## [Recorded information]
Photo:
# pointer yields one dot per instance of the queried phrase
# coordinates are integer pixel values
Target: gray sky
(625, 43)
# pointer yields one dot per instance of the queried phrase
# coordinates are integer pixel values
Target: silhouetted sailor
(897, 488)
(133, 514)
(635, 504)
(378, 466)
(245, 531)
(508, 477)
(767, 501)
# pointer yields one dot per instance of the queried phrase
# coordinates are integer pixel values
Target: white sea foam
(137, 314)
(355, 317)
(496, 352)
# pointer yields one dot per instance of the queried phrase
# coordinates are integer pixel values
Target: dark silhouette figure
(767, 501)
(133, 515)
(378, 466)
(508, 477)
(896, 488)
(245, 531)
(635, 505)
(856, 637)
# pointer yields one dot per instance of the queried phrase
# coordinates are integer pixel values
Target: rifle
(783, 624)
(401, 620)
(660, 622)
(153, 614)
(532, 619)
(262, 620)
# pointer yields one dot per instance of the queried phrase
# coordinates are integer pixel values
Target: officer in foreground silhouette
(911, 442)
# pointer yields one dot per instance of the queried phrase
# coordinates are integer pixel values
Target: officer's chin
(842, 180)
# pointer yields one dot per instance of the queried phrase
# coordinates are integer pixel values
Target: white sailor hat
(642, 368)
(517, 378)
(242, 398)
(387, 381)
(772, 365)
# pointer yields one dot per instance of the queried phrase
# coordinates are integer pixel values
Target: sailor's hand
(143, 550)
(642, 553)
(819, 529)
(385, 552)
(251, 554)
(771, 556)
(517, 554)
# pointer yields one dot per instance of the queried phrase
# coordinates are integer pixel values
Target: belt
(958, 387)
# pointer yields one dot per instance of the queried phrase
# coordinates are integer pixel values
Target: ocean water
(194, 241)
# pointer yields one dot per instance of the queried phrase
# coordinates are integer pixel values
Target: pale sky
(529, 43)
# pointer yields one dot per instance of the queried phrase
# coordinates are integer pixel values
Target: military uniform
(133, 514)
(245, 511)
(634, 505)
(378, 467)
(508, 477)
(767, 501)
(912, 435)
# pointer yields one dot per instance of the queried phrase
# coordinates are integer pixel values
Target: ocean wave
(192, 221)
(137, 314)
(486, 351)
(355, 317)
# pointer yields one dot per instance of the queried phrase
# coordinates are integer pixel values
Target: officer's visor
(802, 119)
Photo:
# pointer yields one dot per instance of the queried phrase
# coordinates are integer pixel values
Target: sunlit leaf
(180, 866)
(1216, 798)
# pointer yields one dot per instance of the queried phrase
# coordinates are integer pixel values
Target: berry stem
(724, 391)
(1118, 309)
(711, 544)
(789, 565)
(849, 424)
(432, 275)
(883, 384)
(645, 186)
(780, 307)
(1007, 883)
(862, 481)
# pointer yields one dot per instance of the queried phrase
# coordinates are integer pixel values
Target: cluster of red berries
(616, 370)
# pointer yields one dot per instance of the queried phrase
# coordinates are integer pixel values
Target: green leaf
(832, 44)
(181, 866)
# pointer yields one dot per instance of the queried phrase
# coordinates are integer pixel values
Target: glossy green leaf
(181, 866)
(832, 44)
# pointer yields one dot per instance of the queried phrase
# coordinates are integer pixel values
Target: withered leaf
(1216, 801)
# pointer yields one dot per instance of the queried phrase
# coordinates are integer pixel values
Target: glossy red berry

## [Directions]
Could you copy every record above exactly as written?

## [Solution]
Photo:
# pointer yields one dot per instance of the queried phrase
# coordinates are integer pixel values
Target: gray sky
(625, 43)
# pointer yields one dot per instance of the queried phrase
# coordinates are integer pixel values
Target: silhouetted sailor
(897, 488)
(133, 514)
(635, 504)
(378, 466)
(245, 531)
(508, 477)
(767, 501)
# pointer yields one dot per instance of the queried phrase
# coordinates are integer pixel values
Target: white sea foam
(137, 314)
(355, 317)
(496, 352)
# pointer yields one dot per instance of the queried phrase
# coordinates are integer pixel values
Target: dark silhouette figure
(767, 501)
(133, 515)
(378, 466)
(508, 477)
(896, 488)
(245, 531)
(635, 505)
(856, 637)
# pointer yields one dot per instance of the queried phrase
# coordinates are integer pixel values
Target: rifle
(783, 624)
(401, 620)
(660, 622)
(153, 614)
(532, 619)
(262, 620)
# pointer yields one dot per instance of the queried phrase
# coordinates are integer pixel values
Target: officer in foreground silhouette
(911, 442)
# pointer yields one dot per instance of the queried phrase
# coordinates are integer pixel values
Target: officer's chin
(842, 180)
# pointer yields one dot per instance of the queried phrase
# coordinates are integer pixel values
Target: white sailor hat
(642, 368)
(517, 378)
(242, 398)
(387, 381)
(772, 365)
# pointer yields one dot per instance of the queried phrase
# coordinates are integer pixel values
Target: sailor's hand
(143, 550)
(642, 553)
(819, 529)
(385, 552)
(251, 554)
(771, 556)
(517, 554)
# pointer yields one dot per instance of the queried phrase
# coordinates are integer pixel values
Target: belt
(958, 387)
# pointer yields one dot per instance of the queried phrase
# coordinates are integer pixel values
Target: ocean water
(194, 241)
# pointer yields one dot per instance of the queried phrase
# coordinates are integer pixel values
Target: pale sky
(529, 43)
# pointer yields one dot per instance of the queried phrase
# coordinates are integer pixel values
Target: military uniform
(133, 514)
(245, 511)
(634, 505)
(378, 467)
(508, 477)
(767, 501)
(912, 435)
# pointer yields one dot per instance of the queried phrase
# coordinates are integer pixel values
Target: ocean wave
(192, 221)
(137, 314)
(486, 351)
(355, 317)
# pointer yields one dot per instance of the queried phrase
# coordinates are integer pixel values
Target: officer's visor
(802, 119)
Photo:
# pointer yields one dot per instance of the queried phrase
# coordinates are integer pixel values
Target: sunlit leaf
(180, 866)
(1216, 798)
# pointer yields one dot per instance of the queried phrase
# coordinates are integer pixel values
Target: berry stem
(724, 391)
(1118, 309)
(711, 544)
(789, 565)
(849, 424)
(432, 275)
(883, 384)
(645, 186)
(780, 307)
(1007, 883)
(862, 481)
# pointer yields one dot per instance of the queried phrase
# coordinates are integer pixel values
Target: cluster of red berries
(616, 370)
# pointer yields one dot per instance of the queried phrase
# coordinates are integer pixel values
Target: green leaf
(832, 44)
(181, 866)
# pointer yields one dot per instance of the queried phrase
# coordinates are integer pixel values
Target: glossy green leaf
(181, 866)
(832, 44)
# pointer yields one dot per instance of the queried phrase
# coordinates are integer pixel values
Target: withered leaf
(1216, 801)
# pointer yields one dot per instance of the queried phrase
# coordinates are integer pixel values
Target: glossy red berry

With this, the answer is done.